Task >> Convert everything from the line containing "man's dark shorts" down to the end of the material into a two-column CSV with headers input and output. Each entry gets one row, with its text and its answer each in a single quoted field and line breaks replaced by spaces.

Provided information >>
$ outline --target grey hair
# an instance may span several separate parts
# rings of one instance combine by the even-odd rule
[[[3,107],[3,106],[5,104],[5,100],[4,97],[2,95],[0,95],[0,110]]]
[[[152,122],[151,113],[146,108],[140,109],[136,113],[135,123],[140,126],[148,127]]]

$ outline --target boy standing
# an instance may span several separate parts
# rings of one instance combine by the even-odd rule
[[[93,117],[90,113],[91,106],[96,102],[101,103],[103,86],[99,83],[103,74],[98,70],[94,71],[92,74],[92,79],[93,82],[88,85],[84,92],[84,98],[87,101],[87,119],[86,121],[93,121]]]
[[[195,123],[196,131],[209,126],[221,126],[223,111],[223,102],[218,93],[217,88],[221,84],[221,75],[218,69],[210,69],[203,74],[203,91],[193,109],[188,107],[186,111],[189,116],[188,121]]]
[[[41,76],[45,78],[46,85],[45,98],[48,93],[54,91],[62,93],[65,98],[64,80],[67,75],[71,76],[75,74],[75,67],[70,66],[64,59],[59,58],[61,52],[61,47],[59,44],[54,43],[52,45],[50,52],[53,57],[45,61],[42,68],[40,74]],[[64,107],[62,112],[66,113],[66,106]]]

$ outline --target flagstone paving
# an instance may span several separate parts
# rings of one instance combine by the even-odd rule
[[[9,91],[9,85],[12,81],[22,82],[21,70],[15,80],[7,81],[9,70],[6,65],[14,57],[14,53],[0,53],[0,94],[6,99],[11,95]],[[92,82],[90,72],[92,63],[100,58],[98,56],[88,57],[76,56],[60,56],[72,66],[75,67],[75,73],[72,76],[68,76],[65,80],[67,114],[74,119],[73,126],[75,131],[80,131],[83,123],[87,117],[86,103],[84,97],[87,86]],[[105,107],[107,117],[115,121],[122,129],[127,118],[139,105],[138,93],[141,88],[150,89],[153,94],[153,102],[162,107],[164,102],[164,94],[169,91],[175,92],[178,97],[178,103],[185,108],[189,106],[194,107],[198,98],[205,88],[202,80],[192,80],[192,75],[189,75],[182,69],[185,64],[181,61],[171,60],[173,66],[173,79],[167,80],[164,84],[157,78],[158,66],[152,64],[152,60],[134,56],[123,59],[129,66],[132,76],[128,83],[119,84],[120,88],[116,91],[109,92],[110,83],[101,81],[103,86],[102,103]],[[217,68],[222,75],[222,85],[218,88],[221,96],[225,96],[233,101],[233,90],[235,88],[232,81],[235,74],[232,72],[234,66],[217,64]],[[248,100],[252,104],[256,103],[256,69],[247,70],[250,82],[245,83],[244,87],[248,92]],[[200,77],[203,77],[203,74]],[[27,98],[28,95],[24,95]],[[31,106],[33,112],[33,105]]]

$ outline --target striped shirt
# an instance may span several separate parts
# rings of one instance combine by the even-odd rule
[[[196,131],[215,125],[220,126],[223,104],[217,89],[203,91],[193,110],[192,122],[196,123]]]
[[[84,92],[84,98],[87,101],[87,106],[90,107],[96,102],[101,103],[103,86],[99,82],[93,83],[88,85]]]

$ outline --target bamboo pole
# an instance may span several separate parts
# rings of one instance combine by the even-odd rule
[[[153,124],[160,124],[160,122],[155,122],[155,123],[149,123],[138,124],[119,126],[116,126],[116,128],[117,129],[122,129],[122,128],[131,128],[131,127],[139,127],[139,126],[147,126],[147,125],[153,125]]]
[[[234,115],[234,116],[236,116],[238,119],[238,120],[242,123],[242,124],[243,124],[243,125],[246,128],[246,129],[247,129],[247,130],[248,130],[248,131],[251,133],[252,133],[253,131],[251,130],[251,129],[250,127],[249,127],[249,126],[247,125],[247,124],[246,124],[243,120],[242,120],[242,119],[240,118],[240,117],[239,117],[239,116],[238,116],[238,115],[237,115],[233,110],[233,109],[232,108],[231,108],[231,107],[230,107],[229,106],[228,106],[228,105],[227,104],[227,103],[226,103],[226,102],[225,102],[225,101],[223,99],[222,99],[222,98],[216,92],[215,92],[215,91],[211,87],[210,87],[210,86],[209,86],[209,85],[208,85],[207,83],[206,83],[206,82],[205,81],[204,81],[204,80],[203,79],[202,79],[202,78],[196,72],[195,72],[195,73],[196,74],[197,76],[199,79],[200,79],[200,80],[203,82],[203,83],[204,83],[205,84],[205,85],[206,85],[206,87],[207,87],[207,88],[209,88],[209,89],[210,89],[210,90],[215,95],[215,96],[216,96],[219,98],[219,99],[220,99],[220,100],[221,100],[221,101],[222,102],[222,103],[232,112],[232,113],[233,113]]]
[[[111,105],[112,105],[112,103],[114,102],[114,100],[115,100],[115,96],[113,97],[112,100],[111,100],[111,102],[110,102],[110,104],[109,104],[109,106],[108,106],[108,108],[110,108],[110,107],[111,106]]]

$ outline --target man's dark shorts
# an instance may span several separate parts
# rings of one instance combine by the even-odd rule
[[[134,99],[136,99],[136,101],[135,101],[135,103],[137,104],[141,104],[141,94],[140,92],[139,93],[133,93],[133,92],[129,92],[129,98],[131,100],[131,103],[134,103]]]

Written response >>
input,output
"$ outline --target man's dark shorts # an instance may span several separate parts # rings of one instance combine by the even-odd rule","[[[134,99],[136,99],[136,101],[135,101],[135,103],[137,104],[141,104],[141,94],[140,92],[139,93],[133,93],[133,92],[129,92],[129,98],[131,100],[131,103],[134,103]]]"